### Input records
☆ ☆ ☆ ☆ ☆

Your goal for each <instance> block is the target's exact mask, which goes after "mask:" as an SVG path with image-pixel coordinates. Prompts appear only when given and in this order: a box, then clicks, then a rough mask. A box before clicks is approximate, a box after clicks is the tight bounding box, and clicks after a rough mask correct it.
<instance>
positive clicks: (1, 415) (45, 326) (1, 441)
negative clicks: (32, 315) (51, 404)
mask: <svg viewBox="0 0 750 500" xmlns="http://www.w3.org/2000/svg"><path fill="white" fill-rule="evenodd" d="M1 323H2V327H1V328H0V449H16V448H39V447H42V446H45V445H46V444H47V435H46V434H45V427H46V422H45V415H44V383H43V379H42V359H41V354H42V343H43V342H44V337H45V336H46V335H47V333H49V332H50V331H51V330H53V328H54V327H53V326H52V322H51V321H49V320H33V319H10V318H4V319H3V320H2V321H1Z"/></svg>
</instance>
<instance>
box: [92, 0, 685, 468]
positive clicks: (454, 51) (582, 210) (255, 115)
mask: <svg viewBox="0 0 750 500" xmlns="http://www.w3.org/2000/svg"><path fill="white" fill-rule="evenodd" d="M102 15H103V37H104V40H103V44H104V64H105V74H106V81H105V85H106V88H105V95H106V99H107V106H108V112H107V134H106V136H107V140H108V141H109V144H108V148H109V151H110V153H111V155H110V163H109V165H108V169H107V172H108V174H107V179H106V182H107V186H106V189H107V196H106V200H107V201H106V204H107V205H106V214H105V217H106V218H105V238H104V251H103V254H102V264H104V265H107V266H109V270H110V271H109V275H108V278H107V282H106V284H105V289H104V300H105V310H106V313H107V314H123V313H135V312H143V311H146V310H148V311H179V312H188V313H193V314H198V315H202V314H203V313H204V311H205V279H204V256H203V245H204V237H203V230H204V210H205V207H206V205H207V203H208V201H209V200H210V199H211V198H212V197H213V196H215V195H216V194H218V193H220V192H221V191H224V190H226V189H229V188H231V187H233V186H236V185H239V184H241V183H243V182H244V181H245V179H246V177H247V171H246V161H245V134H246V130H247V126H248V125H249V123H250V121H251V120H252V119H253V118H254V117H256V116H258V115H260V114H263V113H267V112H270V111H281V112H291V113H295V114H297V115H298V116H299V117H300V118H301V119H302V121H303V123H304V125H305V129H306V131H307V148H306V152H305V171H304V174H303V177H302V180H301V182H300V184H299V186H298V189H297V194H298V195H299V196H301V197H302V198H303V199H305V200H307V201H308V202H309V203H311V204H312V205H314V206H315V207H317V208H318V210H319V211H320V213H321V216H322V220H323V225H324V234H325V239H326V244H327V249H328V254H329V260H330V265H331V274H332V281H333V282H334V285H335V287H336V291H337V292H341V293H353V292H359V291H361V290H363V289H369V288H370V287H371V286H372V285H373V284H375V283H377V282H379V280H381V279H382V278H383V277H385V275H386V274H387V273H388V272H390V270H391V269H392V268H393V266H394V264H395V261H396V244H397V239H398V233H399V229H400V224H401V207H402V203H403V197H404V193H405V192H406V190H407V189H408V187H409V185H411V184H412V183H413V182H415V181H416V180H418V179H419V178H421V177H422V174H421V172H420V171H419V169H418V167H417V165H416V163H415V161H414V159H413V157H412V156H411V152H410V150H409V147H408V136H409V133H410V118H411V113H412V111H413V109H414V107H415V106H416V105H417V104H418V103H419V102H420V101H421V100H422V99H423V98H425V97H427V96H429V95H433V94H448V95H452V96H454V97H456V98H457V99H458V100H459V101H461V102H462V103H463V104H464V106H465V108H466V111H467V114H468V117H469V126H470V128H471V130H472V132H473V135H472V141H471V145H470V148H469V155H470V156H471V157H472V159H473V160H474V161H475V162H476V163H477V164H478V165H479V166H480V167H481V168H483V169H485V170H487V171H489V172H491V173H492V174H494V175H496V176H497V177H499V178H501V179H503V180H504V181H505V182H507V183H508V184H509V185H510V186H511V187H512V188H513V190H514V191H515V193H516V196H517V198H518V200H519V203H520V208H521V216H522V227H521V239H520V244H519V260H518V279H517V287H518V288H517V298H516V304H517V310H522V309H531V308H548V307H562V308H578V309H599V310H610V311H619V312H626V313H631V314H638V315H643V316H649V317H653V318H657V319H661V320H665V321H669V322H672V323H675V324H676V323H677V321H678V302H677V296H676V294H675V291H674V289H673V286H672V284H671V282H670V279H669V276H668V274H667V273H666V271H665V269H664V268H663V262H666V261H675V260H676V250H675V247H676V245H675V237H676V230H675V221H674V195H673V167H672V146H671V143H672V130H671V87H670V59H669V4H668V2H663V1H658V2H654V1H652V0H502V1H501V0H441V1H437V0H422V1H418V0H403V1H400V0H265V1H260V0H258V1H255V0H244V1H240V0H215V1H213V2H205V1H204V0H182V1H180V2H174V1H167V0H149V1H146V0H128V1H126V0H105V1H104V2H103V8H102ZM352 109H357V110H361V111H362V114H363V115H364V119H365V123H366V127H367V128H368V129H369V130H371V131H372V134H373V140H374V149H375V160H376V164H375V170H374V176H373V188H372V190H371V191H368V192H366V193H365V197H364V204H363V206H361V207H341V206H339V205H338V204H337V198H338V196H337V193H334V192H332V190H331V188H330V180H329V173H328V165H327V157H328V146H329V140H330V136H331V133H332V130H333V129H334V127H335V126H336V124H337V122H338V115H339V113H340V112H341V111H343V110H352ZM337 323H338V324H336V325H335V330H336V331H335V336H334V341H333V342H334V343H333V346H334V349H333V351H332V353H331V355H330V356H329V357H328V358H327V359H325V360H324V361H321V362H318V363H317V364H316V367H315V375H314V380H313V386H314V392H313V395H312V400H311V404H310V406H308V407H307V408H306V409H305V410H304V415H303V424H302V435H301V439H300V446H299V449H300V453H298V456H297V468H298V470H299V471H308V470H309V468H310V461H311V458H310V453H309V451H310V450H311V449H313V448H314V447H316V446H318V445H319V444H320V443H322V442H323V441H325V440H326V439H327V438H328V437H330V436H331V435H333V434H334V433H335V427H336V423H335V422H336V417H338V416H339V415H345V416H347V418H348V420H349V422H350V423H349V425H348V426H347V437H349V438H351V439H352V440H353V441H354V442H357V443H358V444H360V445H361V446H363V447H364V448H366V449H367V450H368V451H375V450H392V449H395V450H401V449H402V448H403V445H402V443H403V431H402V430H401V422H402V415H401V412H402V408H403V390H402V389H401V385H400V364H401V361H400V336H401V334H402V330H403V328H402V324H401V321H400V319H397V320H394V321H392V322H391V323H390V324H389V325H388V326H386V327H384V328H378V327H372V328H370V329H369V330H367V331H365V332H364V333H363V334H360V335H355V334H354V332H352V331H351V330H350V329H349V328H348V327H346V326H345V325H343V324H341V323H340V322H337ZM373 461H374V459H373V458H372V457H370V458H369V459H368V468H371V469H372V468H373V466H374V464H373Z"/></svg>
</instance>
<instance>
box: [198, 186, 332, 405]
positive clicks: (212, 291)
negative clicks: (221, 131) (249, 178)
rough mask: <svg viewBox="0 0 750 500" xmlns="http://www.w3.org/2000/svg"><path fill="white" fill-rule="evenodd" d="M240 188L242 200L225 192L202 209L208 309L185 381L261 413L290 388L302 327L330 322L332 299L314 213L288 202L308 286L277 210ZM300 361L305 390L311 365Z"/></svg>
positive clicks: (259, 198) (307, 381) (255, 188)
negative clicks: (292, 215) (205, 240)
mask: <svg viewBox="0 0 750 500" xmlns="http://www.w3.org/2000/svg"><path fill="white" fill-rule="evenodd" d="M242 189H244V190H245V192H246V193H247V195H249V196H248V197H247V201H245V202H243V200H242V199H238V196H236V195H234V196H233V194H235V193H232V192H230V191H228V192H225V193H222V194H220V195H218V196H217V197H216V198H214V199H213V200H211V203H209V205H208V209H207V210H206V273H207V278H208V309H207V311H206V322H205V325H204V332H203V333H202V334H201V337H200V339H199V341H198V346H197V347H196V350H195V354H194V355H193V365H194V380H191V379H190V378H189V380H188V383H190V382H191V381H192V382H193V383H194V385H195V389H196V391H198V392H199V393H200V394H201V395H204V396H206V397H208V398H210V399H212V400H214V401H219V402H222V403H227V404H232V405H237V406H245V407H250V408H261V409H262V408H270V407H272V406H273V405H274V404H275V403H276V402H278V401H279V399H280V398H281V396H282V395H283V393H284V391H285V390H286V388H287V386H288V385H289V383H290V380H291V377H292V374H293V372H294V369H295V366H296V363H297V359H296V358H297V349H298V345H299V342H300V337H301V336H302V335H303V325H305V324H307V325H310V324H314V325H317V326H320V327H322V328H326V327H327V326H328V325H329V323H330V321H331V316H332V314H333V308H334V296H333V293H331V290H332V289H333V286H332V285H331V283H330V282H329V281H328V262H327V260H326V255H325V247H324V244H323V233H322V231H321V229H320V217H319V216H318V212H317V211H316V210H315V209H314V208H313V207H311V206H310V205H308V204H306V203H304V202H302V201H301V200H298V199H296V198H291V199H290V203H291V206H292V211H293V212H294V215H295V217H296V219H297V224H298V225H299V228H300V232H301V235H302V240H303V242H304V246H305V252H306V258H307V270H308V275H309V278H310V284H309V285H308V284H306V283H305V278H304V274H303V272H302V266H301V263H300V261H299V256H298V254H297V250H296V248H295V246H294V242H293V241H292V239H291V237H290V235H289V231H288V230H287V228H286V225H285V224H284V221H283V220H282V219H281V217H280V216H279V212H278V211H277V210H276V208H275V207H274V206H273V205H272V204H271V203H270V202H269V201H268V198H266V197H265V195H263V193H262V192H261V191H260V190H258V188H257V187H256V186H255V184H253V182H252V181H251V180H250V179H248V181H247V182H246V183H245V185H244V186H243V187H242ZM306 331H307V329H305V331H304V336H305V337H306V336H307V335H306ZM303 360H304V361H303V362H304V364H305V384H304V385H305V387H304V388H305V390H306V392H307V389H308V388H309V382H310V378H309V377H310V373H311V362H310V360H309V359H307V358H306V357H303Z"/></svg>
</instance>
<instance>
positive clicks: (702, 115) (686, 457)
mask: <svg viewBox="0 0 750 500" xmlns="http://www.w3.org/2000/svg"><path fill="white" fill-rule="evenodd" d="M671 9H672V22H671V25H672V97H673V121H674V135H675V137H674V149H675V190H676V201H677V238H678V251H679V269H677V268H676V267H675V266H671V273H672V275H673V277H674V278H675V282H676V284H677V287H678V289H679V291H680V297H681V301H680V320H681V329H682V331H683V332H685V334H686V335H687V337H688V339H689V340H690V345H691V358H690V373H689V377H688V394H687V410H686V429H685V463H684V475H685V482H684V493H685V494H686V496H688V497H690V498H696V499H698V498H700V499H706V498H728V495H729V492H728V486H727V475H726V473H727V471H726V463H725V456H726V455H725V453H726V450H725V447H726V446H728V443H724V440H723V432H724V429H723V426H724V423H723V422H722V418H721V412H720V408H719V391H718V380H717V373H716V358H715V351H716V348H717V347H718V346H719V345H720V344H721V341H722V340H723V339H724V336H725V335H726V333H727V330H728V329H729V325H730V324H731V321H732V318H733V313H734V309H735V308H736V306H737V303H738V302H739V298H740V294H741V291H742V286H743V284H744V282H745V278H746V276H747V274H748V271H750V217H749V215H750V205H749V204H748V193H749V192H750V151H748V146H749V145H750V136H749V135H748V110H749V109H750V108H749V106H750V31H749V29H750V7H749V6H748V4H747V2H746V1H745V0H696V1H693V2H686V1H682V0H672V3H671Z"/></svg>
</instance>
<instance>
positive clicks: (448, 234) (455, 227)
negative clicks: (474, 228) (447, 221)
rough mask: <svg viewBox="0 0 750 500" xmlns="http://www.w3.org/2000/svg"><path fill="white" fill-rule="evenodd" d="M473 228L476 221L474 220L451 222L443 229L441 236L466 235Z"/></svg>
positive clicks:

☆ ☆ ☆ ☆ ☆

### Aim of the task
All lines above between those holding "negative clicks: (32, 315) (51, 404)" and "box: [92, 0, 685, 468]", inclusive, must be set down unchanged, and no other line may be included.

### Solution for this exercise
negative clicks: (32, 315) (51, 404)
mask: <svg viewBox="0 0 750 500" xmlns="http://www.w3.org/2000/svg"><path fill="white" fill-rule="evenodd" d="M1 323H2V327H1V328H0V449H16V448H39V447H42V446H45V445H46V444H47V435H46V434H45V427H46V422H45V415H44V383H43V379H42V359H41V354H42V343H43V342H44V337H45V336H46V335H47V333H49V332H50V331H51V330H53V328H54V327H53V326H52V322H51V321H49V320H33V319H10V318H4V319H3V320H2V321H1Z"/></svg>
</instance>
<instance>
box: [92, 0, 685, 468]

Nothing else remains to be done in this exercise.